- _Instructions_
1 – From the article about Delta Corp. below, list every facility the new resort in Pernem will include besides its casino.
2 – Please continue the article about Delta Corp. below, picking up after its last sentence.

- _Selected passage_

━━━━━━━━━━

One gaming operator to watch in 2021 will be India’s Delta Corp., whose stock got a mid-month bump in December after it announced it had received approval in principle to build an integrated resort on shore in Goa.

The company is India’s largest and only listed casino operator and holds three of the six offshore licenses in Goa’s Mandovi River. It also has a casino in the northern state of Sikkim, is expanding into Nepal and has an integrated resort in the Union Territory of Daman for which it’s awaiting a casino license.

In addition, Delta also owns online poker and cards company Adda52, giving it a significant position in the booming online gaming market.

However, the news the company will push ahead with a resort in Pernem in northern Goa may be a game changer for the industry in the country. Investors thought so, pushing its shares up more than 3 percent on the day of the announcement.

The company will transfer all of its offshore operations to the new resort, which will include hotels, a water park, retail, a convention center and a multiplex cinema. Delta specified that the IR will have an “electronic” casino, indicating however that the government has not yet changed its stance when it comes to offering table games in land-based properties. 

“The integrated resort is expected to be one of its kind in the country,” Delta said. “The project is expected to boost tourism, employment and infrastructure of the state of Goa.”

India is seen as one of the most promising gaming destinations in Asia. Online skill-based gaming is legal and booming, despite court challenges at the state-level in several areas. Its tourism sector is also expanding as consumer spending power grows, with a 25.3 percent jump in domestic visits to individual states in 2019

Delta now has more than 2,000 gaming positions in India. It’s also expanding its operation in Sikkim following the opening of the Pakyong Airport, which has greatly improved accessibility to the remote area. 

It received a license to open at the Marriott Hotel in Kathmandu in Nepal in January last year, when it said operations would begin “soon,” before the Covid-19 crisis took hold.

━━━━━━━━━━

- _Data listing_
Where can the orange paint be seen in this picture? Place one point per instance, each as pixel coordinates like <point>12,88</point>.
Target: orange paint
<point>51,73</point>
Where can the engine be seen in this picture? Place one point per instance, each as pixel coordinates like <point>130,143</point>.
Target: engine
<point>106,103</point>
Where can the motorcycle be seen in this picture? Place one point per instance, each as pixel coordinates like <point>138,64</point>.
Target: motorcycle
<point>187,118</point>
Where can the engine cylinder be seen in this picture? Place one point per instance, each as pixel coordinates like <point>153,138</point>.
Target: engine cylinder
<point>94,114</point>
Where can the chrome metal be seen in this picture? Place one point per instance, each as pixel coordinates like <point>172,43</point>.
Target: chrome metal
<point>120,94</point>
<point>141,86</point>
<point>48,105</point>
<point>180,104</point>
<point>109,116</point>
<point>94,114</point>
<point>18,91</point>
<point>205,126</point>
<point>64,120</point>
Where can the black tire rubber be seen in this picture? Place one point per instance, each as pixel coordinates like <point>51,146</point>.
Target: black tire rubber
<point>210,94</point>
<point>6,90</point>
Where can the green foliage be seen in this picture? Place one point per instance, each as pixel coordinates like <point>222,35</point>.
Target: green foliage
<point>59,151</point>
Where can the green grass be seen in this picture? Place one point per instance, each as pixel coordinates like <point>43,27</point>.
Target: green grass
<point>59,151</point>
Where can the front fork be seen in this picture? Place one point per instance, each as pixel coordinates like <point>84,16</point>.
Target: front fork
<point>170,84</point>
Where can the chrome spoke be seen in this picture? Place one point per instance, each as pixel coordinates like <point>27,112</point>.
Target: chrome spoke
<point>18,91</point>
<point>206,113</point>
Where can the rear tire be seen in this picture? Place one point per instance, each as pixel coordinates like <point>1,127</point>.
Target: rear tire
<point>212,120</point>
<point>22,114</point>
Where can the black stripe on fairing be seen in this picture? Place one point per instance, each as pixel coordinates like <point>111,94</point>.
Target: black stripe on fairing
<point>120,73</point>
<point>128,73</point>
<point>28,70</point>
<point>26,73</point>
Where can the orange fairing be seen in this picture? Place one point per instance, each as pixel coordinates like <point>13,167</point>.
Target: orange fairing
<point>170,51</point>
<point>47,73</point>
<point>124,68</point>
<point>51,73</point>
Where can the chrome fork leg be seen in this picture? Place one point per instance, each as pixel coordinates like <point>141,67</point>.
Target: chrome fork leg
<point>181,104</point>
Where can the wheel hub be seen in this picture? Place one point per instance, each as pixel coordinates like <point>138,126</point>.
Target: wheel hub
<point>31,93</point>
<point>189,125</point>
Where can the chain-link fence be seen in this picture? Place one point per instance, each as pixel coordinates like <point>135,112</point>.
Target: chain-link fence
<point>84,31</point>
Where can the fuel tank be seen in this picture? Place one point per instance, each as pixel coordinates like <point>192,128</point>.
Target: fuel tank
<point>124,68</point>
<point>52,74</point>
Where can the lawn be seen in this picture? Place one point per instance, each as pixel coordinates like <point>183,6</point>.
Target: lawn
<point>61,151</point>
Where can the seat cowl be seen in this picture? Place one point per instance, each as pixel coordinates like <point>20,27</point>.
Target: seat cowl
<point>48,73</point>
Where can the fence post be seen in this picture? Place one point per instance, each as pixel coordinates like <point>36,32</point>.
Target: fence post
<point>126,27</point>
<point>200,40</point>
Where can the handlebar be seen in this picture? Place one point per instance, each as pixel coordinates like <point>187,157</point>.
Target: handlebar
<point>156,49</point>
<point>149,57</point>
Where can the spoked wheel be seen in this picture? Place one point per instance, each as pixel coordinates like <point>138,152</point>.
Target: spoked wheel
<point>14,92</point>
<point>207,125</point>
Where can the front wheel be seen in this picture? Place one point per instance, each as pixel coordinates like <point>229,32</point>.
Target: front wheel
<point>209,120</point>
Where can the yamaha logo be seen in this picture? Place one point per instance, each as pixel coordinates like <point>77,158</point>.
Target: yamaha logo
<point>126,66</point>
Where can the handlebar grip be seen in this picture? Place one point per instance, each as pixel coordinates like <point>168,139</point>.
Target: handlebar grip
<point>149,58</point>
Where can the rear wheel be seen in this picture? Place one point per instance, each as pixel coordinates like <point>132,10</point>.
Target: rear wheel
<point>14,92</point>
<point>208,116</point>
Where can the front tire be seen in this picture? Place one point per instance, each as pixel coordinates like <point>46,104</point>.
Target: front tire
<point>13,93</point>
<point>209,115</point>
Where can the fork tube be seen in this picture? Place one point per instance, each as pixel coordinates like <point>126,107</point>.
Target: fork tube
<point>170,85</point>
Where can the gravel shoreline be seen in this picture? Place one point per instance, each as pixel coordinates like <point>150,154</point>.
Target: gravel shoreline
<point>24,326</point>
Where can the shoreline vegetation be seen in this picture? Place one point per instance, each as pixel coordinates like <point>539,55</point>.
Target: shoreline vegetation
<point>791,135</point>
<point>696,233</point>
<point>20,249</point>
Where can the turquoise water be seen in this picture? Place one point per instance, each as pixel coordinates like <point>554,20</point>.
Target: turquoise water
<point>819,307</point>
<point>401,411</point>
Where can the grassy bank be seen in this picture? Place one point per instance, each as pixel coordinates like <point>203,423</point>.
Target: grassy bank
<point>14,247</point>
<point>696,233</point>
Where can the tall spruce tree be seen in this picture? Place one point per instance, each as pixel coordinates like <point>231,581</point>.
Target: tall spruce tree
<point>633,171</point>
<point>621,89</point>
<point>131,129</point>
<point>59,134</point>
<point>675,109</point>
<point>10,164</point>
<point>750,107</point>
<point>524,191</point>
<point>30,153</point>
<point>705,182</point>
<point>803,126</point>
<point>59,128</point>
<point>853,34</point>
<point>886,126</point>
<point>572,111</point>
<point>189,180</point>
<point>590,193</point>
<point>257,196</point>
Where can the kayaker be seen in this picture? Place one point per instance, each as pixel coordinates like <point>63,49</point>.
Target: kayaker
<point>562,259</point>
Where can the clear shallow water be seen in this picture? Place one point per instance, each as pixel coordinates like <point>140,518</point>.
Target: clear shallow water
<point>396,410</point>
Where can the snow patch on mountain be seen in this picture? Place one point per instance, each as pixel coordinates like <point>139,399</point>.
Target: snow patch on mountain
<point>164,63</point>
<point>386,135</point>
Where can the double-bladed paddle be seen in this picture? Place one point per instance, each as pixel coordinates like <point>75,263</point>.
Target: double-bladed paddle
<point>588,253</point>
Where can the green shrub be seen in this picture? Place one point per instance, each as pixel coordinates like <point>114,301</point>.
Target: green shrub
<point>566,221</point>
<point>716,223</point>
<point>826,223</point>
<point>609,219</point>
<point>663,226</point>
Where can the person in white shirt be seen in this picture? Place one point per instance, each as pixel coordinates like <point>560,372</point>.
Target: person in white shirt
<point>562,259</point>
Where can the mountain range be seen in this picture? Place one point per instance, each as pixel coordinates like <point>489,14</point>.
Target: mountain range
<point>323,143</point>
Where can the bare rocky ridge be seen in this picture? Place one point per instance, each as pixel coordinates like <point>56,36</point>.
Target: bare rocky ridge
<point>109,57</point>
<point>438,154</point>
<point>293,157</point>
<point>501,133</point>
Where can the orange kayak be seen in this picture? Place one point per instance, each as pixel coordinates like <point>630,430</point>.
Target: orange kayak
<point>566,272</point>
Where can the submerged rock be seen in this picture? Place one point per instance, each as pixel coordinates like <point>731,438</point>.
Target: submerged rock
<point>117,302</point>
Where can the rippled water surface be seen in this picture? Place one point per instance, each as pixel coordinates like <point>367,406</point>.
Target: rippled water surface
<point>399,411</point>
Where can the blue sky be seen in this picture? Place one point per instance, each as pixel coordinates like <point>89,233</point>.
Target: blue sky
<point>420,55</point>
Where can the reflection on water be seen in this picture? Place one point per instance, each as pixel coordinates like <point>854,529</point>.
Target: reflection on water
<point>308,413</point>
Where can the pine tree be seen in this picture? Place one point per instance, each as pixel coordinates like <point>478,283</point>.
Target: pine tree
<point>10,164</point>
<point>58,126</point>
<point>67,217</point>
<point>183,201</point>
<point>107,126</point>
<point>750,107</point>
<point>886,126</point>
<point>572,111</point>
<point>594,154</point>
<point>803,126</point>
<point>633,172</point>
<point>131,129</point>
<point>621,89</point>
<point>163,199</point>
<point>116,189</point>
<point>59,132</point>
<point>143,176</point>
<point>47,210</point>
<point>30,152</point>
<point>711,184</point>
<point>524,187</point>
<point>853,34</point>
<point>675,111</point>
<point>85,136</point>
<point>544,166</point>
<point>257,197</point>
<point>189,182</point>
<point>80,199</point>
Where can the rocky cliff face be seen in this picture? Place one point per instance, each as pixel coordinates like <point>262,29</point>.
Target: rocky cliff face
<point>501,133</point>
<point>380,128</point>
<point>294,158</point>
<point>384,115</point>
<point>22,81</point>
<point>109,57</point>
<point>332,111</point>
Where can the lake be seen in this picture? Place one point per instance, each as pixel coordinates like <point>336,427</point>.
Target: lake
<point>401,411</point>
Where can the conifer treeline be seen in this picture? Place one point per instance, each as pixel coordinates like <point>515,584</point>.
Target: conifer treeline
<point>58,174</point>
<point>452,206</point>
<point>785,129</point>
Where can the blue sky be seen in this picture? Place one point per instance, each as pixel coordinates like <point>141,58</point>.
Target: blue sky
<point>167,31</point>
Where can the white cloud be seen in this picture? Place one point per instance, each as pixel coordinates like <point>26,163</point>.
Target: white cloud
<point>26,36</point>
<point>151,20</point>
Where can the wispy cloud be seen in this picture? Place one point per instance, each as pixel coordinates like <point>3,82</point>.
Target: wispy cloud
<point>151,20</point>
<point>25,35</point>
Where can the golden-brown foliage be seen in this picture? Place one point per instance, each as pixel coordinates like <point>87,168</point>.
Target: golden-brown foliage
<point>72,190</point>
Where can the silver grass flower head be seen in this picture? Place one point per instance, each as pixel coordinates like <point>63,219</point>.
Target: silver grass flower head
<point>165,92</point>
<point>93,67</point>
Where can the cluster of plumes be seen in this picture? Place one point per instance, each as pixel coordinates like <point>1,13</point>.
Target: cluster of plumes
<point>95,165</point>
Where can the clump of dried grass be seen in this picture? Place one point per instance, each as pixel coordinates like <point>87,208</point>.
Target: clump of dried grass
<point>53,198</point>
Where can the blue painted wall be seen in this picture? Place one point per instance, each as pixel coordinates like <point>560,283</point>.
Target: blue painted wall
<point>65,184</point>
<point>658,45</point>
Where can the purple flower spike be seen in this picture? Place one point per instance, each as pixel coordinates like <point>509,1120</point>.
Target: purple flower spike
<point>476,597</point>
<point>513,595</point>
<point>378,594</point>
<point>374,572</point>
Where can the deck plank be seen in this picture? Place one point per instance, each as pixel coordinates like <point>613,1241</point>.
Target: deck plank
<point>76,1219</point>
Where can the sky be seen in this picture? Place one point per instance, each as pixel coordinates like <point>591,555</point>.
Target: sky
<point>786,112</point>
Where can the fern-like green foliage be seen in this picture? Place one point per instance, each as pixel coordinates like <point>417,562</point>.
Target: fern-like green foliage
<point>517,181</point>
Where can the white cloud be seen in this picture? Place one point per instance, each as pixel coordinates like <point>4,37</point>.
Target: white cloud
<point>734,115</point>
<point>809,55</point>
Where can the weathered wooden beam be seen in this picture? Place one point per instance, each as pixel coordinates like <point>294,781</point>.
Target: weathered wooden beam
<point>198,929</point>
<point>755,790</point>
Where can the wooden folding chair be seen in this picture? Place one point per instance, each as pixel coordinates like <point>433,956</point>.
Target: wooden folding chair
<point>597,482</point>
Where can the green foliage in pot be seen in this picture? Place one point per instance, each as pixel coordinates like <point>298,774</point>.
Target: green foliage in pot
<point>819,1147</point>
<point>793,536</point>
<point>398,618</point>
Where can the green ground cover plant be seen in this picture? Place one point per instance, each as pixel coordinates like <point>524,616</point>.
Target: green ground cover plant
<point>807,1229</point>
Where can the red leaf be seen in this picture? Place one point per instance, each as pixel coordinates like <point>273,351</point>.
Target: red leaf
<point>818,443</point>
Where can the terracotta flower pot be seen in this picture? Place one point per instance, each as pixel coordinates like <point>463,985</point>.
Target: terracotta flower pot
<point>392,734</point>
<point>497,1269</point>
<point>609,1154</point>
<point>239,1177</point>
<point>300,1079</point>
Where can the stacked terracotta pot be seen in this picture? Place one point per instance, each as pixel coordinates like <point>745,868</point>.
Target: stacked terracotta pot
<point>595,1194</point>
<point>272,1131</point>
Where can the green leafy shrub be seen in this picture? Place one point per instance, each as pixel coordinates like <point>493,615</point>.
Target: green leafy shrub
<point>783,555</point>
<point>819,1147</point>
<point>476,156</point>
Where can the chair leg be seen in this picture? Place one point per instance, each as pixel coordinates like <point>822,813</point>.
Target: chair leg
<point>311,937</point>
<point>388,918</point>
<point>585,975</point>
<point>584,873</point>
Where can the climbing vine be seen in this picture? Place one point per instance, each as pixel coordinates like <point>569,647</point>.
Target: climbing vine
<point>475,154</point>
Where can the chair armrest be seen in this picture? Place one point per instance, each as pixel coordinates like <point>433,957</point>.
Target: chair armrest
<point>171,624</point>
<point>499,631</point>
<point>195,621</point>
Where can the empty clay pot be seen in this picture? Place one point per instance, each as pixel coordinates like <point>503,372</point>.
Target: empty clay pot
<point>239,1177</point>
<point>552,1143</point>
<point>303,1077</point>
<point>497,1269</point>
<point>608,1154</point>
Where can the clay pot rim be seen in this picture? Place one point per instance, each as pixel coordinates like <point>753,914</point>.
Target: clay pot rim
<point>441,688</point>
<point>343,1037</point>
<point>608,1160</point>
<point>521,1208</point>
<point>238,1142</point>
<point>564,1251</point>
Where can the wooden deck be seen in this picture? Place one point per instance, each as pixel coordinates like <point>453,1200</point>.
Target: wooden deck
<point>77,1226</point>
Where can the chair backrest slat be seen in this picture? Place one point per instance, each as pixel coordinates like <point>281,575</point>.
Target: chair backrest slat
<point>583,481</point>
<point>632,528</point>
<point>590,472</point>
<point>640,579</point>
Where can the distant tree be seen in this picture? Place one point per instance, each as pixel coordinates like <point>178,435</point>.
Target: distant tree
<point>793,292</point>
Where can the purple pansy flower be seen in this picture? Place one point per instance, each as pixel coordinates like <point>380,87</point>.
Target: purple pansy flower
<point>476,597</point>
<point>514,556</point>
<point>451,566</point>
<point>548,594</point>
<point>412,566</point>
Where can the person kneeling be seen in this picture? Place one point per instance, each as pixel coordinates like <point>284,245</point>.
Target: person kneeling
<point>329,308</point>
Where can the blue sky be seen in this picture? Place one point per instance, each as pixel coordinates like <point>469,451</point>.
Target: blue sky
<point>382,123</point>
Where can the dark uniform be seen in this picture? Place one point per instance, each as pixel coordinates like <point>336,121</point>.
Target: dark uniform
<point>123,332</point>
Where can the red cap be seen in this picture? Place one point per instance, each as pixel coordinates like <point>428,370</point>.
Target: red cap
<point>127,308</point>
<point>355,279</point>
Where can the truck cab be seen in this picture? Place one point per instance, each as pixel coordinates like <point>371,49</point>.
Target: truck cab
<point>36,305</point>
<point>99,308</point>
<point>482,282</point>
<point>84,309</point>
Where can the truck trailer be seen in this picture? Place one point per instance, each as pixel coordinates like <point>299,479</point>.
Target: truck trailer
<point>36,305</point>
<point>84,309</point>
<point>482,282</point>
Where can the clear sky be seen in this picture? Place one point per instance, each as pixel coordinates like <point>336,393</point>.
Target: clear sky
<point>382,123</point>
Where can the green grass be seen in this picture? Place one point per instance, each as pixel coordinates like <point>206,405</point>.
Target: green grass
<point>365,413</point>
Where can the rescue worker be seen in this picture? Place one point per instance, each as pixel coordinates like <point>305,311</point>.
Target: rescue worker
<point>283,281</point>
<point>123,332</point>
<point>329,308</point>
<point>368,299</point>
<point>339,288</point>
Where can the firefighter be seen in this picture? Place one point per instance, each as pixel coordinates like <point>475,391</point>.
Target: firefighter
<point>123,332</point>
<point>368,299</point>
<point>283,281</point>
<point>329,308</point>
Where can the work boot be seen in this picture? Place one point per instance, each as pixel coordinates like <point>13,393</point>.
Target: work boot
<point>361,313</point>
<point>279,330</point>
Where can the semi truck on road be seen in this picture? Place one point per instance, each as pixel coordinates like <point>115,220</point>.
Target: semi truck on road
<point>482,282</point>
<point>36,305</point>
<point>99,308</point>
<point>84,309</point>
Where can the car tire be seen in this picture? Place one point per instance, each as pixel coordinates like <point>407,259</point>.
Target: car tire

━━━━━━━━━━

- _Results of the exercise_
1 – Hotels, a water park, retail, a convention center and a multiplex cinema.

2 –
Delta describes its luxury resort in Daman as being “casino ready,” but it still has not received government approval more than six years after opening.

Despite that, Chairman Jaydev Modi said prior to the pandemic that its hotels in Goa and Daman were breaking even at an EBITDA level, as the latter is the only five-star property in the region and is being seen as a weekend getaway. 

“It has fast emerged as a perfect destination for large-scale weddings and also caters to the MICE segment,” he said. 

In 2019, the company also entered the gaming cruise industry through a $10 million investment in  the Essel Group’s Jalesh Cruises, under which it will become the preferred partner for gaming centres and casinos on all their cruise liners. 

In the online sphere, it added to its portfolio with an investment into fantasy gaming portal HalaPlay.

As with nearly all other casino operators, Covid-19 put a dent in the company’s rapid growth in 2020. The casinos were shuttered in March and reopened for operations in the first week of November.

“The general expectations are that normalcy could be gradually restored by the end of financial year 2020-2021,” Delta said, after reporting it had swung to a loss of Rs2.05 in the three months to end-September, compared with a profit of Rs 2.18 in the same period a year earlier.